__Page text__.
• • • • • • •
# Baby food



## Reikiru (Apr 9, 2013)

All the babies have opened their eyes, and they are crawling around the maternity cage, chasing mum around a bit and ive also noticed a few of them have been picking stuff up to nibble at today, not sure if this is normal behaviour oor if they are wanting to try some food, anyway my mum brought back some beef and veggies baby food paste stuff (the one for like 0-3 months or something) but when i read the label it said it contains celery. I've read somewhat contradictory things about celery, (most say its okay for adult rats in small amounts but not on a daily or weekly basis but none mention BABY rats) what im wondering is, is it safe for the babies to eat if they decide to try some? cause i don't want to put some in for Mina to try and then they try it too and it makes them sick, ya know?


----------



## Kaliloca (Jan 24, 2013)

I've been hand feeding 3 baby rats for the past 14 days.  They're now 17 days old. 

I gave them solid food for the first time today. 

All I'm giving them is oxbow, scrambles eggs, fruits/veggies, and their formula. I'm also going to start giving them bread soaked in water to get them to start drinking water. 

The little ones I have are eating non-stop. They love eating and even the oxbow is eaten with no problems. 

If you want to give them a soft food to help them transition to solid foods you can. If you want to just give them regular rat food as supplement with some soft foods, that works too.
• • • • • • •
__Requirements__.
Can you pick up the forum thread on feeding baby rats and carry it on from the end of its last post?
• • • • • • •
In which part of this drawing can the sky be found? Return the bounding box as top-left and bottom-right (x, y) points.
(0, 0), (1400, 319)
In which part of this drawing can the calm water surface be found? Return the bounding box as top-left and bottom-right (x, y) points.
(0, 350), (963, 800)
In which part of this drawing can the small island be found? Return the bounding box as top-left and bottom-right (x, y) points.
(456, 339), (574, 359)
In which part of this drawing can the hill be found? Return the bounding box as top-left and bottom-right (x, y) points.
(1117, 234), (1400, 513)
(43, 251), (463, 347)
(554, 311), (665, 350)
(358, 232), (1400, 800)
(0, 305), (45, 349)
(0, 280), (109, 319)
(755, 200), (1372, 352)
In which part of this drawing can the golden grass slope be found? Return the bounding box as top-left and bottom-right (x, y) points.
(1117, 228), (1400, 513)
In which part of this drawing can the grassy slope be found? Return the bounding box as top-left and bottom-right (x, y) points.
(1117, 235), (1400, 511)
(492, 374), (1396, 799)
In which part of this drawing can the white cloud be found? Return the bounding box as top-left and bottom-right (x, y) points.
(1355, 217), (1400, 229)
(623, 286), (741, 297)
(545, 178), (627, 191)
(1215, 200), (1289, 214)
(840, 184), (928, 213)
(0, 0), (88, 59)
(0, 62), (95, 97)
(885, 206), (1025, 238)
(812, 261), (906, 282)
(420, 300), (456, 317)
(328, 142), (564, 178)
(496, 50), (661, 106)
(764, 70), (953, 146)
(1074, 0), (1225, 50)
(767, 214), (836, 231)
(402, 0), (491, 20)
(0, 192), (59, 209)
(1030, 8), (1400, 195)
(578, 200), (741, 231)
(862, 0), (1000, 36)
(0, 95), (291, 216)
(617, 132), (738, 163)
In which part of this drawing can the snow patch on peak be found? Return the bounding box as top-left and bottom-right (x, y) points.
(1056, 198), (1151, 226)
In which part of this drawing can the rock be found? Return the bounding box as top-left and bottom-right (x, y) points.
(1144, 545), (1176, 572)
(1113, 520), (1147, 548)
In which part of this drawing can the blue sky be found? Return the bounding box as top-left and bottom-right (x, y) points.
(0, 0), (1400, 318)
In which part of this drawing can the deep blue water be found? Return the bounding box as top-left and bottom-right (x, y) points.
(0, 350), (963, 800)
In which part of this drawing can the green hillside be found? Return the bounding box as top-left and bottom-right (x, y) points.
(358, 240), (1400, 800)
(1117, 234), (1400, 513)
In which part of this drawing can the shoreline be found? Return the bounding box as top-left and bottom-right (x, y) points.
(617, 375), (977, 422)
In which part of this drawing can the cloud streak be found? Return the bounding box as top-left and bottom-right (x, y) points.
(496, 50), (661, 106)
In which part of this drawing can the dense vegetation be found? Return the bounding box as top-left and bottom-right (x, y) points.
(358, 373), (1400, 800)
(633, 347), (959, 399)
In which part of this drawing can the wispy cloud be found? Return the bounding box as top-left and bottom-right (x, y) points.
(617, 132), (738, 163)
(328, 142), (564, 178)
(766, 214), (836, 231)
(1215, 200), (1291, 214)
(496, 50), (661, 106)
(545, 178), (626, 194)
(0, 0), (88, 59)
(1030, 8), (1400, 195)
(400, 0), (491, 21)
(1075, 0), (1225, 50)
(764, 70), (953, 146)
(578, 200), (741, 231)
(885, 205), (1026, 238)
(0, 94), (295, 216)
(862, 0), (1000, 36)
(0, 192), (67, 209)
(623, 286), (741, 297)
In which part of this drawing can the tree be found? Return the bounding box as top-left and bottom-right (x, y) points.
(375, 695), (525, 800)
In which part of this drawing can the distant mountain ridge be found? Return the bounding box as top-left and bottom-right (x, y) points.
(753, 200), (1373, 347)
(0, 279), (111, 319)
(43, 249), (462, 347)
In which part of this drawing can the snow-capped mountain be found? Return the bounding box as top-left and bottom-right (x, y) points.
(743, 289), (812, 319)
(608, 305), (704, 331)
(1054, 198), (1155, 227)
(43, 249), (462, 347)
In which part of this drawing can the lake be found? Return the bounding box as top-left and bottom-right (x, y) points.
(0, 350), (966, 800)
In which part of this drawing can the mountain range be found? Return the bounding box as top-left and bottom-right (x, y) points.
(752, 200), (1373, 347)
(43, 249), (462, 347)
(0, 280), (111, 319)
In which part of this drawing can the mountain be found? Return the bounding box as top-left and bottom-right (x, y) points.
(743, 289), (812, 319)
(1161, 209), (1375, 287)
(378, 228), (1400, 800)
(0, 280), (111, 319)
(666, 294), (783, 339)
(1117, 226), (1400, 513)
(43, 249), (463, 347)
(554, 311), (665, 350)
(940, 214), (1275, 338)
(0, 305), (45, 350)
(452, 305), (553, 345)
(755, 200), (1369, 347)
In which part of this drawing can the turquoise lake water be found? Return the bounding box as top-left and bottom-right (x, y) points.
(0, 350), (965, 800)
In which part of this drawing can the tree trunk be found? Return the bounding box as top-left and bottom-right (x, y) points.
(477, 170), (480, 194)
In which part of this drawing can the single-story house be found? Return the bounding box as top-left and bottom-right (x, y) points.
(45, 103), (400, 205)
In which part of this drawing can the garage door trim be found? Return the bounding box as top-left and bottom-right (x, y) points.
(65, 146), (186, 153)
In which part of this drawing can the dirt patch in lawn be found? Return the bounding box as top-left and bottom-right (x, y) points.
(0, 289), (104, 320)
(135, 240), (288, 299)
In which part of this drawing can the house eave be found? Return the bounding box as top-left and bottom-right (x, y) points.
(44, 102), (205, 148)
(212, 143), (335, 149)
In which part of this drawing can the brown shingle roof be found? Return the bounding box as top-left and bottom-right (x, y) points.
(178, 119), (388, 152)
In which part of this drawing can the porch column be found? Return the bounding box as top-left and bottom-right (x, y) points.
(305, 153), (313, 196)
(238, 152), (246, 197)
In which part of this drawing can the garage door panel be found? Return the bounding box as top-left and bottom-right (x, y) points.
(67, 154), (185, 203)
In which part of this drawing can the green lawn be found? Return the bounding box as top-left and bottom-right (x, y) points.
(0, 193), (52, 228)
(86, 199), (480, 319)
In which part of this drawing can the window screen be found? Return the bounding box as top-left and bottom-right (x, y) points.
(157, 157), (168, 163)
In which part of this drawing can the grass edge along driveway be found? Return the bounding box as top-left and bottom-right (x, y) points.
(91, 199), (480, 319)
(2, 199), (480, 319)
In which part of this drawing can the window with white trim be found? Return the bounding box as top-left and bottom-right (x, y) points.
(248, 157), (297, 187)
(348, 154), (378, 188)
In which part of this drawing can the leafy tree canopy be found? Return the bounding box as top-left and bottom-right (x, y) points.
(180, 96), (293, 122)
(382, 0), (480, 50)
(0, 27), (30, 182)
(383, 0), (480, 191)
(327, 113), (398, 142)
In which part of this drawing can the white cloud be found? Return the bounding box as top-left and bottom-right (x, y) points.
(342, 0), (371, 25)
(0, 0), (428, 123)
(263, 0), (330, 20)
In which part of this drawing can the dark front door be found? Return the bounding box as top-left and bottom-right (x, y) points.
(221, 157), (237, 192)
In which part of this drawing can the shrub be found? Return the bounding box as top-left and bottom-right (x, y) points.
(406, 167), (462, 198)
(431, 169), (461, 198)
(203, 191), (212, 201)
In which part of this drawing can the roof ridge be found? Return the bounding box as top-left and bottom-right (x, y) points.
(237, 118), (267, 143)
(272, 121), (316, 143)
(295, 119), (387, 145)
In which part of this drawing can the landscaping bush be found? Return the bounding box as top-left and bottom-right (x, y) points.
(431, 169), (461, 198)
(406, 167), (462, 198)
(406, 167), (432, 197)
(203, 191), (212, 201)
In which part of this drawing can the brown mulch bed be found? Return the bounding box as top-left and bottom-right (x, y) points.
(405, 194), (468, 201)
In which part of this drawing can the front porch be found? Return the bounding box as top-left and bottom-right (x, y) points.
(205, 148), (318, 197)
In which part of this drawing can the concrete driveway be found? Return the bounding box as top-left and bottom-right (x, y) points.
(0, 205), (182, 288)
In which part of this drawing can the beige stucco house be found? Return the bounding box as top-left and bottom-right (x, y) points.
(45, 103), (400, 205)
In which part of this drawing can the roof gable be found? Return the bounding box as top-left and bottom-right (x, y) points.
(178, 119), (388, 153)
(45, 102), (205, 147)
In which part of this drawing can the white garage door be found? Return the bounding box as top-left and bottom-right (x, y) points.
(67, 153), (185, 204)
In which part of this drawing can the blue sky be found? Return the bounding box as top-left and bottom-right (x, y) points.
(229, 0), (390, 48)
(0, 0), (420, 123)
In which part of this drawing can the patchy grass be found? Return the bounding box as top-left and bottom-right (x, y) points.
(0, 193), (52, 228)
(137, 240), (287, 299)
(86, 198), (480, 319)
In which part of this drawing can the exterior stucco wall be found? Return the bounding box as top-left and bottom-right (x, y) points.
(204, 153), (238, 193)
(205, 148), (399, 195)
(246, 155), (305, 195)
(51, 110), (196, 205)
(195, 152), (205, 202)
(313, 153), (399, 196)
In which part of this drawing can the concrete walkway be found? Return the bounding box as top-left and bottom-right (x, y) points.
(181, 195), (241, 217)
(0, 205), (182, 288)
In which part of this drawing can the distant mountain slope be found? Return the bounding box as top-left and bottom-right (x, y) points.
• • • • • • •
__Exercise result__.
As long as you're offering nutritionally balanced foods, they should be fine.  

Not sure on the celery part. My rats like celery with peanut butter on it.... So, I actually feed it to my rats. I haven't given it to the babies yet, but my adults really enjoy it.


----------



## zurfaces (Jan 16, 2013)

I think i heard something about the stringy outer part needs to be cut off. 

Sent from Petguide.com Free App


----------



## Kaliloca (Jan 24, 2013)

zurfaces said:


> I think i heard something about the stringy outer part needs to be cut off.
> 
> Sent from Petguide.com Free App


I think that might be it. 

My rats will leave that part.  

I'm going to remove the stringy next time and see what happens.


----------



## Reikiru (Apr 9, 2013)

I tried them with a little tea spoon of it in the bottom of an espresso cup, mina didnt like it...and one of the babies decided it looked better ON him! the others werent fussed about it. Thanks for the input


----------



## Rumy91989 (Dec 31, 2012)

Hmmm.. I'm fairly certain beef isn't a good call for ratties as both beef and pork can be very hard on rattie livers. The best thing to do is feed them exactly what you're feeding mom, just water it down a bit. If they're picking things up to nibble on you can even see what they'll do with hard foods. My Ashe, at 3 weeks of age, was eating lab blocks like a champion, so it doesn't take them long to pick up on it.


----------



## Reikiru (Apr 9, 2013)

Ah i thought if it were beef baby food the content wouldnt be as bad as giving them what id call proper beef, Ive removed it from the cage though and i tried them on some of mums favourite which is different kind of baby mush, they seem to like it but im still only giving a little drop as i dont want them to over do it or for mina to stop eating her solid food in favour of the baby food, I'm already giving her some baby food stuff, as it seems more balanced but i still making her up some dry stuff with fresh veg and that.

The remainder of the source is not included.